**TEXT EXTRACT**

Mortgage brokers sit on a goldmine for cybercriminals – and rising breach costs prove it
Mortgage brokers routinely work with some of the most sensitive personal and financial information a client can share. This includes identification documents, income details, bank statements, credit histories and loan application data, all of which are often stored digitally and transmitted between lenders and third-party platforms. From a cybercriminal’s perspective, this kind of information is highly valuable.
“Stolen data can be used for identity theft, fraudulent loan applications or sold for a profit on the dark web,” said Akshaye Kalkura, chief information security officer at BizCover (pictured). “This makes mortgage brokerages an appealing target for cybercriminals, regardless of whether it’s a large organisation or an independent sole trader.”
Common causes of data breaches in broking businesses
Large-scale cyberattacks often make headlines, but small- and medium-sized businesses are also at risk. In fact, according to the latest Annual Cyber Threat Report 2024-2025, large businesses continued to have the lowest number of reported cyberattack incidents, accounting for only 12% of reports from all businesses. On top of this, the average cost of a single data incident rose by 14% to $56,600 for small businesses. This cost has been steadily rising over the last three years.
The report also states that two of the top three most common self-reported types of cybercrime that impact Australian businesses are business email compromise (BEC) fraud resulting in financial loss (15%) and identity fraud (11%).
“To me, this indicates that human error remains one of the most common entry points for cybercriminals, with phishing emails, reused or weak passwords and accidental data sharing all posing ongoing risks,” observed Kalkura. “There are also reports that suggest identity theft via vishing (voice phishing) is on the rise.”
Remote and hybrid work
The shift toward remote and hybrid work has also expanded the digital perimeter of broking businesses. Staff accessing systems from home networks or personal devices can increase exposure if security controls are inconsistent.
Physical cyber risks
“Brokers can’t afford to overlook physical cyber risks, either,” said Kalkura. “Lost or stolen laptops, phones or USB drives containing client information can quickly escalate into a data breach if devices are not properly secured or encrypted.”

**DATASET EXCERPTS**
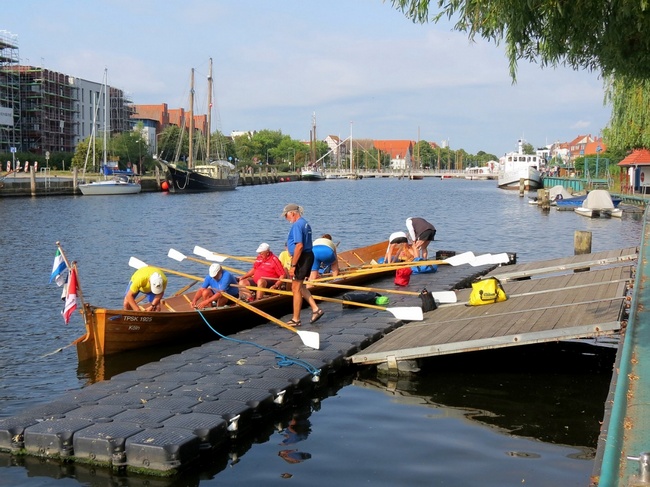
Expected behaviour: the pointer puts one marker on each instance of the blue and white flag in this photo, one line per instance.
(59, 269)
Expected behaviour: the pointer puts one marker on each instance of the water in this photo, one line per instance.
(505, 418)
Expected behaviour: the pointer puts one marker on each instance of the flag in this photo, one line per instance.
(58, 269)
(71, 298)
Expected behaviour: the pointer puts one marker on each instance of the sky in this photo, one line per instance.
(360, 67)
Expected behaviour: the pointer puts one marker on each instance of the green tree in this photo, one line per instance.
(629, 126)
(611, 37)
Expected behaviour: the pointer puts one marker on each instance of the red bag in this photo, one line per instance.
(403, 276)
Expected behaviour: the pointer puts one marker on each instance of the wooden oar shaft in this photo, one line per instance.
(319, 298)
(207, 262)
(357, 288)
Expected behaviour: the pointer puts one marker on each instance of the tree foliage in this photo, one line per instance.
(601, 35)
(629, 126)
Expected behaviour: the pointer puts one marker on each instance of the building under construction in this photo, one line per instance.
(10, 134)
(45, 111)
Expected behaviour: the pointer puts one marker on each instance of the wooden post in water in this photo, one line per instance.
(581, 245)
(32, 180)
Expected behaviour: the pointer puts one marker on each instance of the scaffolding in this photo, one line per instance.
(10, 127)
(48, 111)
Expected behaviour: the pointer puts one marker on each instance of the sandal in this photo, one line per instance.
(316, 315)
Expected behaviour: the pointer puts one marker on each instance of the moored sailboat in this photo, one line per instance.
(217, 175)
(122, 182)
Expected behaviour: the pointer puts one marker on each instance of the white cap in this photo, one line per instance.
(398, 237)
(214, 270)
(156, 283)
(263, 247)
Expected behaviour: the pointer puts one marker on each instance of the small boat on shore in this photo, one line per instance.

**REQUIREMENT**
Duplicate the stretch from "Mortgage brokers sit" through "is highly valuable." in the text on cyber risks for mortgage brokers.

**EXERCISE RESPONSE**
Mortgage brokers sit on a goldmine for cybercriminals – and rising breach costs prove it
Mortgage brokers routinely work with some of the most sensitive personal and financial information a client can share. This includes identification documents, income details, bank statements, credit histories and loan application data, all of which are often stored digitally and transmitted between lenders and third-party platforms. From a cybercriminal’s perspective, this kind of information is highly valuable.